=== Korte opdracht 1 ===
Vervang in het documentfragment over de verzekeringen bij Aegon "adviesrapport" door "adviesverslag". Schrijf daarna het deel van "xiv) Op 14 november" tot en met "expiratiedatum € 147.629,- bedraagt." opnieuw op.

=== Documentfragment ===
····················

U heeft de afgelopen jaren weinig winstdeling ontvangen
U heeft uw verzekering afgesloten in een tijd dat de rente een stuk hoger lag dan nu. Maar omdat de rente de afgelopen jaren steeds lager is geworden, profiteert u niet meer van winstdeling. De rente is nu namelijk lager dan 4%. Of die in de toekomst stijgt? Dat kunnen we niet voorspellen. Het is echter wel onwaarschijnlijk dat dit snel gebeurt. Daarom lijkt het ook onwaarschijnlijk dat u de komende jaren winstdeling krijgt.”
xiv) Op 14 november 2019 heeft Aegon Advies B.V. een adviesrapport aan [appellant 1] c.s. afgegeven. Daarin is vermeld dat bij de kapitaalverzekering de verzekerde som bij leven van [appellant 1] op de expiratiedatum € 170.221,- bedraagt. Het rapport vermeldt dat bij de overlijdensrisicoverzekering de verzekerde som bij leven van [appellant 2] op de expiratiedatum € 147.629,- bedraagt.
xv) Op 1 mei 2020 zijn de verzekeringen geëxpireerd. [appellant 1] was op deze datum in leven. Aegon heeft [appellant 1] laten weten dat de uitkering uit hoofde van de kapitaalverzekering is vastgesteld op € 143.131,-. Verder heeft Aegon aan [appellant 2] laten weten dat er aan haar op grond van de overlijdensrisicoverzekering een bedrag van € 4.498,- zal worden uitgekeerd. Deze bedragen heeft Aegon inmiddels uitgekeerd.

····················

=== Gegevensuittreksel ===
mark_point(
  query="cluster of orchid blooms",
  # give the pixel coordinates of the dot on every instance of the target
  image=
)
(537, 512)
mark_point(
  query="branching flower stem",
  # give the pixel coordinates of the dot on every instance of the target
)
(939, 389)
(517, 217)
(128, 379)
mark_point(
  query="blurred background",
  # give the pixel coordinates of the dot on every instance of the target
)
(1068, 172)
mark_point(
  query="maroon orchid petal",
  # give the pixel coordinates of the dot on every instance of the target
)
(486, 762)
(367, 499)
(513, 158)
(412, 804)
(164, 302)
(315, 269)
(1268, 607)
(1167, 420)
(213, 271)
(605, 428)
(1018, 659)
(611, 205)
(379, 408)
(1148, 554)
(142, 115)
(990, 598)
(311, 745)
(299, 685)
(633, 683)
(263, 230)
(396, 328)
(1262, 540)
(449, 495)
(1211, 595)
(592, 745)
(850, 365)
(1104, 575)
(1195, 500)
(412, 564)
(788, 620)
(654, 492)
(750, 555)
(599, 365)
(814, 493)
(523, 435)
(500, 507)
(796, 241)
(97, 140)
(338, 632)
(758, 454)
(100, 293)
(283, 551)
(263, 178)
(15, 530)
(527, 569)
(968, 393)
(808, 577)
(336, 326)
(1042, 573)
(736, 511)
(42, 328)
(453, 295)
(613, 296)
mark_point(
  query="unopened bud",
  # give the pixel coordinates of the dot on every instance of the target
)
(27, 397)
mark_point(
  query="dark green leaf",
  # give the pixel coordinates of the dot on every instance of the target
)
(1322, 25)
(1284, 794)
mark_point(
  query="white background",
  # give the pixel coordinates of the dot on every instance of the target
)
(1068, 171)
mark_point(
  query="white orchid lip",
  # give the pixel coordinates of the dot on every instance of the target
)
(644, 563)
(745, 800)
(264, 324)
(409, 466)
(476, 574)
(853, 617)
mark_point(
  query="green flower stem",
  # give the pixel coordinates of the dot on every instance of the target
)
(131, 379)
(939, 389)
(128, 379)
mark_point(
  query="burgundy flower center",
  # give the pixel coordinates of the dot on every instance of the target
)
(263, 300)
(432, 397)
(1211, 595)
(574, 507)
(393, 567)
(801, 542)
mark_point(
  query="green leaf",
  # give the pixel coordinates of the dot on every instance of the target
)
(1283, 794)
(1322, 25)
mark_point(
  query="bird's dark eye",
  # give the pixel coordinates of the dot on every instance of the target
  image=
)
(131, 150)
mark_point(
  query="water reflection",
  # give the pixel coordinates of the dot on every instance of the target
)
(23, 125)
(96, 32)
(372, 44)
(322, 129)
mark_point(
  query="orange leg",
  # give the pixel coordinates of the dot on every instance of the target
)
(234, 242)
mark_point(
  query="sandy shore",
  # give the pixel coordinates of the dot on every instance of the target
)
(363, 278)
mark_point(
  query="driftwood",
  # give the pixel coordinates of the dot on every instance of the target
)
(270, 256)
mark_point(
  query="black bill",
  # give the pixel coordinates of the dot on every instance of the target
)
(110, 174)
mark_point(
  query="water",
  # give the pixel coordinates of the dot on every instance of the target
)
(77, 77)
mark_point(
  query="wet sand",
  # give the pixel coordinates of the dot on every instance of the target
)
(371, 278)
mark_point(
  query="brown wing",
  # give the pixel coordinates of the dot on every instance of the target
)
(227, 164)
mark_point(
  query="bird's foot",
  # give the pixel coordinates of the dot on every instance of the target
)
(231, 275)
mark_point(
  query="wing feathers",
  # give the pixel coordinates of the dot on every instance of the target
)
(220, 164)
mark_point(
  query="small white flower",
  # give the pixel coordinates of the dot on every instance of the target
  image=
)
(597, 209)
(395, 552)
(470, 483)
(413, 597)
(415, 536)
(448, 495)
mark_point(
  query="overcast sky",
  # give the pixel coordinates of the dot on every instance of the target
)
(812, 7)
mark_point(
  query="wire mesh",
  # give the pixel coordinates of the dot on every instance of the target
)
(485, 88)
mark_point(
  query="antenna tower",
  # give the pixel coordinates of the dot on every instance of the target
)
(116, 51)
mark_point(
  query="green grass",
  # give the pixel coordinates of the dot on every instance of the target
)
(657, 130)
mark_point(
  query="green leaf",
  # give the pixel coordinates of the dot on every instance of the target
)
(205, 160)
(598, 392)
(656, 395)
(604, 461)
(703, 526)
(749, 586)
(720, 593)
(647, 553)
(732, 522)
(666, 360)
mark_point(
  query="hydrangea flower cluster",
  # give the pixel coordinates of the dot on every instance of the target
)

····················

=== Korte opdracht 2 ===
Geef de records ongewijzigd opnieuw weer, vanaf het begin tot en met de regel met "(1284, 794)".

=== Uitwerking opdracht 1 ===
xiv) Op 14 november 2019 heeft Aegon Advies B.V. een adviesverslag aan [appellant 1] c.s. afgegeven. Daarin is vermeld dat bij de kapitaalverzekering de verzekerde som bij leven van [appellant 1] op de expiratiedatum € 170.221,- bedraagt. Het rapport vermeldt dat bij de overlijdensrisicoverzekering de verzekerde som bij leven van [appellant 2] op de expiratiedatum € 147.629,- bedraagt.

=== Uitwerking opdracht 2 ===
mark_point(
  query="cluster of orchid blooms",
  # give the pixel coordinates of the dot on every instance of the target
  image=
)
(537, 512)
mark_point(
  query="branching flower stem",
  # give the pixel coordinates of the dot on every instance of the target
)
(939, 389)
(517, 217)
(128, 379)
mark_point(
  query="blurred background",
  # give the pixel coordinates of the dot on every instance of the target
)
(1068, 172)
mark_point(
  query="maroon orchid petal",
  # give the pixel coordinates of the dot on every instance of the target
)
(486, 762)
(367, 499)
(513, 158)
(412, 804)
(164, 302)
(315, 269)
(1268, 607)
(1167, 420)
(213, 271)
(605, 428)
(1018, 659)
(611, 205)
(379, 408)
(1148, 554)
(142, 115)
(990, 598)
(311, 745)
(299, 685)
(633, 683)
(263, 230)
(396, 328)
(1262, 540)
(449, 495)
(1211, 595)
(592, 745)
(850, 365)
(1104, 575)
(1195, 500)
(412, 564)
(788, 620)
(654, 492)
(750, 555)
(599, 365)
(814, 493)
(523, 435)
(500, 507)
(796, 241)
(97, 140)
(338, 632)
(758, 454)
(100, 293)
(283, 551)
(263, 178)
(15, 530)
(527, 569)
(968, 393)
(808, 577)
(336, 326)
(1042, 573)
(736, 511)
(42, 328)
(453, 295)
(613, 296)
mark_point(
  query="unopened bud",
  # give the pixel coordinates of the dot on every instance of the target
)
(27, 397)
mark_point(
  query="dark green leaf",
  # give the pixel coordinates of the dot on every instance of the target
)
(1322, 25)
(1284, 794)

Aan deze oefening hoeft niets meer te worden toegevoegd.